The accession of the Tudor dynasty to the English throne in 1485 initiated a change in the way in which Wales was treated. The Tudors were of Welsh descent, and their governments soften hostility between the Welshmen and the English. As a result, the role of the Caernarfon castle was weakened and it fell into neglect. Yet in the first half of the sixteenth century, the most necessary repairs were carried out, but at the beginning of the 17th century, most of the towers and rooms was devoid of roofing, and all of the more valuable pieces of equipment were stolen. Despite the damages, the defensive elements were so good that during the English Civil War the castle was garrisoned by royalists. Caernarfon was besieged three times during the war. In 1646, the castle constable was John Byron, who surrendered the stronghold to the forces of the Parliament. It was the last military event related to the castle.
In 1660, the castle and town fortifications were ordered to be demolished, fortunately the work was stopped, or perhaps never even started. Despite the survival, the state of the building deteriorated gradually until the 19th century. It was not until the 70s of the 19th century, that government-funded repairs began. The works were supervised by Llewellyn Turner, who in a few cases was controversially rebuilding the elements of the castle, instead of preserving its existing stonework. The stairs, battlements and roofs have been renovated, and the moat north of the castle has been cleared of post medieval buildings.

RAW DATA:
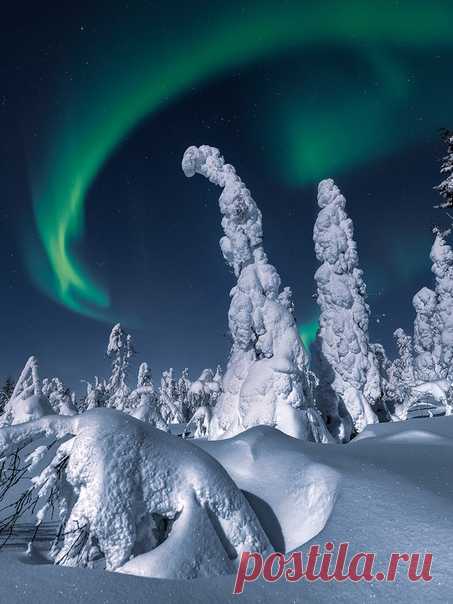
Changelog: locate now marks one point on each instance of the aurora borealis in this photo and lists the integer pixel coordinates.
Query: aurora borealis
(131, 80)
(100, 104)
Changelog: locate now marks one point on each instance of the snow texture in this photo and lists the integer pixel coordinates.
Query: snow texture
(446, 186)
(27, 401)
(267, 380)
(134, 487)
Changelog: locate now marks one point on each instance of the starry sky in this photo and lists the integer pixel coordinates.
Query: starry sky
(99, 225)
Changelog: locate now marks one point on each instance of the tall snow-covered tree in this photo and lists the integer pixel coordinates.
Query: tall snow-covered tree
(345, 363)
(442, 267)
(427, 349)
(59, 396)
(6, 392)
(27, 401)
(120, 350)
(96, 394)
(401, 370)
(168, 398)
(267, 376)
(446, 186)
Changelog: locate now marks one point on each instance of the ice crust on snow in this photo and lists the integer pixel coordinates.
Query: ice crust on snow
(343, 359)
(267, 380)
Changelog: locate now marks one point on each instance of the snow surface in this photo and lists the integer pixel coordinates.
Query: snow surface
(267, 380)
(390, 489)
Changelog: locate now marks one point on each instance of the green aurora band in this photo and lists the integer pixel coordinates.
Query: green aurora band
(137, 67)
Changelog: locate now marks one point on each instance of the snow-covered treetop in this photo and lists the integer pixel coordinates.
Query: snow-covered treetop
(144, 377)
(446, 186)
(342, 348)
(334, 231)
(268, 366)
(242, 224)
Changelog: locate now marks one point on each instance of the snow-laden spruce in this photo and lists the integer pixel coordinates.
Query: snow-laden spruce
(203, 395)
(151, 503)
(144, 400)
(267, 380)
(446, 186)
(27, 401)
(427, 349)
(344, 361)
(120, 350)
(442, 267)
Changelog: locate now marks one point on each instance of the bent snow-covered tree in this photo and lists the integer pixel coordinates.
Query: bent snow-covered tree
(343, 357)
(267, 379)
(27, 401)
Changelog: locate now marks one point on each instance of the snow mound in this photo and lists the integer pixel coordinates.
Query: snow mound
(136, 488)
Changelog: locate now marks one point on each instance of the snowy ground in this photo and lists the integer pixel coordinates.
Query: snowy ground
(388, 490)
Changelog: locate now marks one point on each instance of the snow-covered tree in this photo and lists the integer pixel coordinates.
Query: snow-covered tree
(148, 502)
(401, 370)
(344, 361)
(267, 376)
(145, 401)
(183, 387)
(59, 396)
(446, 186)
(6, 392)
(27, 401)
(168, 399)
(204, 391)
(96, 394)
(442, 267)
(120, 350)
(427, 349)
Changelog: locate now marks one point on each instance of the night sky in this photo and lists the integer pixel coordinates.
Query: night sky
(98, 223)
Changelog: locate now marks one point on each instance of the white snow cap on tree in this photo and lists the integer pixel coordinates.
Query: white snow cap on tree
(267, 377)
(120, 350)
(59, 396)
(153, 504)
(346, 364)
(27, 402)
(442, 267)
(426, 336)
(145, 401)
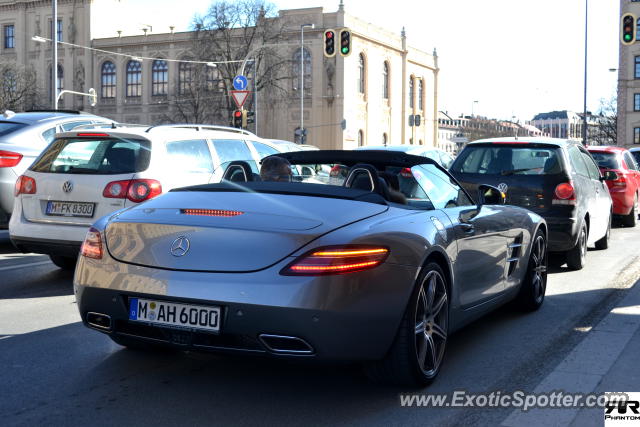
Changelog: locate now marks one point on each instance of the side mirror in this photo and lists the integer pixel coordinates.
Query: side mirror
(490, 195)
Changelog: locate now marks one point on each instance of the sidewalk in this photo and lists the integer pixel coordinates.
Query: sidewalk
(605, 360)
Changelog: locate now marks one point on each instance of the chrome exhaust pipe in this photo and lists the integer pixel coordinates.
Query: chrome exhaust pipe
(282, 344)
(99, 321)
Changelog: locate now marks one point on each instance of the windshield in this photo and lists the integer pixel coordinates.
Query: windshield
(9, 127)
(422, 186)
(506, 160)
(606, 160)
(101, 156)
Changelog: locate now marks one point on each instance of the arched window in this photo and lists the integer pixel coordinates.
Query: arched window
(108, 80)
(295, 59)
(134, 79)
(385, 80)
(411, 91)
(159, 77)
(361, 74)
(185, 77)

STATED PROBLEM 1: Edit the castle history starting at "In 1660, the" and ending at "post medieval buildings.", putting "ditch" in place of "moat".
STATED PROBLEM 2: Write a continuation of the castle history from the point where it stops.
You can leave the lines above aside.

WRITTEN RESPONSE 1:
In 1660, the castle and town fortifications were ordered to be demolished, fortunately the work was stopped, or perhaps never even started. Despite the survival, the state of the building deteriorated gradually until the 19th century. It was not until the 70s of the 19th century, that government-funded repairs began. The works were supervised by Llewellyn Turner, who in a few cases was controversially rebuilding the elements of the castle, instead of preserving its existing stonework. The stairs, battlements and roofs have been renovated, and the ditch north of the castle has been cleared of post medieval buildings.

WRITTEN RESPONSE 2:
Architecture
The castle was situated on a rocky ground, on the shores of the Menai Strait, separating the island of Anglesey from the Welsh mainland, on a peninsula formed by the mouth of the Seiont River in the south and the Cadnant River in the north, although the fortified town was the immediate vicinity of the latter direction. The plan of the Edward I stronghold was largely dictated by the terrain, including the incorporation of the mound of the earlier Norman castle. Finally, a narrow building in the shape similar to eight was erected, which was divided into two parts: the lower ward in the west and the upper ward in the east, formed by short and simple curtains of the perimeter walls. The division was to be confirmed by a number of internal buildings, but they were never completed. The outer zone of defense was a wide ditch separating the castle from the town and from the short eastern side. In two places, in the north-west and north-east, a town wall was led through the ditch with which the castle fortifications were directly connected.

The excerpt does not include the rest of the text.